**THE TASK**
Render the stretch of data from the line containing "Where can the fingers" through the last line of the data as a JSON list of strings, one string per line, leaving out any blank lines.

**RECORD EXCERPTS**
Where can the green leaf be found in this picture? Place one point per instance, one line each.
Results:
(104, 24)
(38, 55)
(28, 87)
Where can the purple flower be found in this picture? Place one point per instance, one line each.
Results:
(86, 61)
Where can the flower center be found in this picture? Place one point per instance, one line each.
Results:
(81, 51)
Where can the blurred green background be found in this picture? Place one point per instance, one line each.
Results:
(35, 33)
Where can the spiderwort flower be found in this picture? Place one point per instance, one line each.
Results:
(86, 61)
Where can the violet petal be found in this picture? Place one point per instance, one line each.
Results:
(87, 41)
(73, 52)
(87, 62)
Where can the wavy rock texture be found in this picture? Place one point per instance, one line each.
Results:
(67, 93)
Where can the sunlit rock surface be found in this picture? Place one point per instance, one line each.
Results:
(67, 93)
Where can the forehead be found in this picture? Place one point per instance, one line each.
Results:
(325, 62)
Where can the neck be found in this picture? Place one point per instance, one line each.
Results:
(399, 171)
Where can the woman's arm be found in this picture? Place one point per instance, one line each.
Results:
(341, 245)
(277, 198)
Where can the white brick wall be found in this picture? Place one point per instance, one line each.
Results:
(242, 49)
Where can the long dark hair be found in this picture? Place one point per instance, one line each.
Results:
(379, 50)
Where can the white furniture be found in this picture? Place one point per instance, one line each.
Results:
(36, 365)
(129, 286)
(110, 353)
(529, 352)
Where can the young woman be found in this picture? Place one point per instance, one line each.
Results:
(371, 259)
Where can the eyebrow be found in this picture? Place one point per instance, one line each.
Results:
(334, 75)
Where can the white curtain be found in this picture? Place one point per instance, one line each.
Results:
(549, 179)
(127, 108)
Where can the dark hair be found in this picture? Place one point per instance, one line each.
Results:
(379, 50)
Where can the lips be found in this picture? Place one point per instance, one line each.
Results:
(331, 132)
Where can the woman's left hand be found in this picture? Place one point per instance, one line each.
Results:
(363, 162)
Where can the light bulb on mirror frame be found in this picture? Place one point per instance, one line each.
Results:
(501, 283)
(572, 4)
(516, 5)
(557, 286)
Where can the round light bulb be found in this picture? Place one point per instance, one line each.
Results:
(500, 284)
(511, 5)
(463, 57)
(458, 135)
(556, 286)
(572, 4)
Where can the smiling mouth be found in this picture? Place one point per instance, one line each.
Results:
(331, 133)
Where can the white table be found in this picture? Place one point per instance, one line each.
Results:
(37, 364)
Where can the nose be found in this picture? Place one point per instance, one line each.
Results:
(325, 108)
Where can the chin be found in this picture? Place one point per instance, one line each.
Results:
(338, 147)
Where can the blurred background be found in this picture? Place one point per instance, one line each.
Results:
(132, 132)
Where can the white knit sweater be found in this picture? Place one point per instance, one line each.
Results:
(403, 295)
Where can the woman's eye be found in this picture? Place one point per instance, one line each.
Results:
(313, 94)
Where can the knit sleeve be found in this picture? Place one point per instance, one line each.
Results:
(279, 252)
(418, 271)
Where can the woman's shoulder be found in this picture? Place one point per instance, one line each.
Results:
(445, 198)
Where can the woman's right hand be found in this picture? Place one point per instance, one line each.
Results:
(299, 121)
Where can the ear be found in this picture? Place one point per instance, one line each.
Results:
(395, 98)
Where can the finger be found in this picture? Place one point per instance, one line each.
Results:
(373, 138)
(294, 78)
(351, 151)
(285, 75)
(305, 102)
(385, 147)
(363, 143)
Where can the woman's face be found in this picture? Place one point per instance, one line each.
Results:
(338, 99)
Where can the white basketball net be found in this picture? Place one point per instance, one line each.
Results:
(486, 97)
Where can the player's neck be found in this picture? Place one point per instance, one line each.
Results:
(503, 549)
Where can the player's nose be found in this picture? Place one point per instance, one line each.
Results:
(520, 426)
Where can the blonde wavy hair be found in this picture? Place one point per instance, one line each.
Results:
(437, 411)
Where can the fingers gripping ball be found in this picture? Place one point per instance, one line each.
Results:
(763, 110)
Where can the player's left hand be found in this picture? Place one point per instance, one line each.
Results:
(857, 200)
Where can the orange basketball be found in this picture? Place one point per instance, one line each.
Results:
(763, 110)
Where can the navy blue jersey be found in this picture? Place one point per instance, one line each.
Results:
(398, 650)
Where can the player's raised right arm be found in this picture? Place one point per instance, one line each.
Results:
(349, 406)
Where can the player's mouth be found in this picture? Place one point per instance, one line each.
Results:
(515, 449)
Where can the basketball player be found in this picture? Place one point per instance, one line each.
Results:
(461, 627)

**EXERCISE SOLUTION**
[
  "Where can the fingers gripping ball be found in this picture? Place one point per instance, one line each.",
  "Results:",
  "(763, 110)",
  "Where can the player's left hand be found in this picture? Place one point per instance, one line each.",
  "Results:",
  "(857, 200)",
  "Where can the orange basketball be found in this picture? Place one point per instance, one line each.",
  "Results:",
  "(763, 110)",
  "Where can the navy blue jersey be found in this picture? Place one point per instance, one line each.",
  "Results:",
  "(398, 650)",
  "Where can the player's raised right arm be found in this picture? Place one point per instance, one line each.",
  "Results:",
  "(349, 406)",
  "Where can the player's mouth be found in this picture? Place one point per instance, one line each.",
  "Results:",
  "(515, 449)",
  "Where can the basketball player be found in this picture? Place one point per instance, one line each.",
  "Results:",
  "(461, 627)"
]